### Tarefa proposta a:
No trecho sobre o Vale da Morte, substitua "nefastos" por "sinistros" e reescreva a parte que começa em "O Parque Nacional" e segue até "por conta própria.".

### Trecho selecionado:
>>>

New York Times Syndicate

18/12/2011 07h00

Era pouco antes da meia-noite à beira do Vale da Morte, e eu estava em um quarto escuro no Amargosa Opera House and Hotel juntamente com cinco pessoas, que estavam certas que estamos conversando com fantasmas.

“Tem algo rolando”, disse um caçador de fantasmas que estava segurando um dispositivo para detecção de campos eletromagnéticos, que estava registrando algo. E apesar de eu não acreditar em fantasmas, eu estava sentindo arrepios.

O Parque Nacional do Vale da Morte não precisa de muita ajuda para ser assustador. Um dos locais mais baixos e áridos do planeta, o vale tem mais cidades fantasmas do que fantasmas de fato: pontos secos como Leadfield, Chloride City e Skidoo, cujos últimos moradores se mandaram tão logo acabou o ouro ou o rumor dele.

Mesmo os lugares que sobreviveram possuem nomes nefastos como Furnace Creek (riacho fornalha) ou reputações de assombrados, como Death Valley Junction, do lado de fora do portão leste do parque, onde os fãs do paranormal se reúnem para convocar os espíritos de garimpeiros, prostitutas e outros desajustados metafísicos. E há anomalias como a Racetrack Playa do parque, onde as rochas aparentemente se movem pela areia por conta própria.

Os mistérios e extremos do Vale da Morte sempre me intrigaram. Assim, no início deste ano, eu fiz a peregrinação até esta vastidão de mais de 1 milhão de hectares na divisa da Califórnia com Nevada, seguindo os passos de um número desconhecido de antigos garimpeiros e excêntricos.

Parte do atrativo para mim (e, sem dúvida, para muitos outros que visitam a cada ano) é o fato de ser remoto e a empolgação peculiar que estar em um local tão solitário pode inspirar. Esqueça ficar perdido no mar; eu raramente me senti tão isolado quanto no Vale da Morte, cuja ponta leste fica a cerca de 120 quilômetros (não em linha reta) a oeste de Las Vegas. Mas apesar de seu nome e reputação sinistra, o que encontrei foi um lugar repleto de bolsões de vida, de tartarugas tenazes a turistas igualmente durões.

O Vale da Morte pode aparentar sua idade – seu milhões de anos, não séculos – mas ele continua a atrair solitários à procura de silêncio e artistas à procura de inspiração na paisagem austera. Em janeiro passado, as temperaturas eram menos assustadoras do que as acima de 40 graus do verão, e foi quando decidi visitar, certo de que não derreteria e nem desmaterializaria.

Em Las Vegas, onde aluguei um carro, o agente, ao perguntar para onde eu ia, me promoveu de um sedan médio para um utilitário esportivo - algo que posteriormente me fez dar graças a ele, enquanto percorria as passagens estreitas e repletas de pedras do parque. (Suas estradas comuns são boas.) Em dois dias, eu cobri mais de 300 quilômetros, passando por dunas íngremes de areia, crateras vulcânicas, áreas planas de sal e picos cobertos de neve que dão para desfiladeiros de rochas avermelhadas.

<<<

### Tarefa proposta b:
Reproduza palavra por palavra todos os registros do conjunto de dados que vêm abaixo.

### Registros de um conjunto de dados:
>>>

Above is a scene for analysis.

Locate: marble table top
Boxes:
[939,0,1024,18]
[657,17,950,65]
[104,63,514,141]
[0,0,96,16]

<<<

### Resposta a:
O Parque Nacional do Vale da Morte não precisa de muita ajuda para ser assustador. Um dos locais mais baixos e áridos do planeta, o vale tem mais cidades fantasmas do que fantasmas de fato: pontos secos como Leadfield, Chloride City e Skidoo, cujos últimos moradores se mandaram tão logo acabou o ouro ou o rumor dele.

Mesmo os lugares que sobreviveram possuem nomes sinistros como Furnace Creek (riacho fornalha) ou reputações de assombrados, como Death Valley Junction, do lado de fora do portão leste do parque, onde os fãs do paranormal se reúnem para convocar os espíritos de garimpeiros, prostitutas e outros desajustados metafísicos. E há anomalias como a Racetrack Playa do parque, onde as rochas aparentemente se movem pela areia por conta própria.

### Resposta b:
Above is a scene for analysis.

Locate: marble table top
Boxes:
[939,0,1024,18]
[657,17,950,65]
[104,63,514,141]
[0,0,96,16]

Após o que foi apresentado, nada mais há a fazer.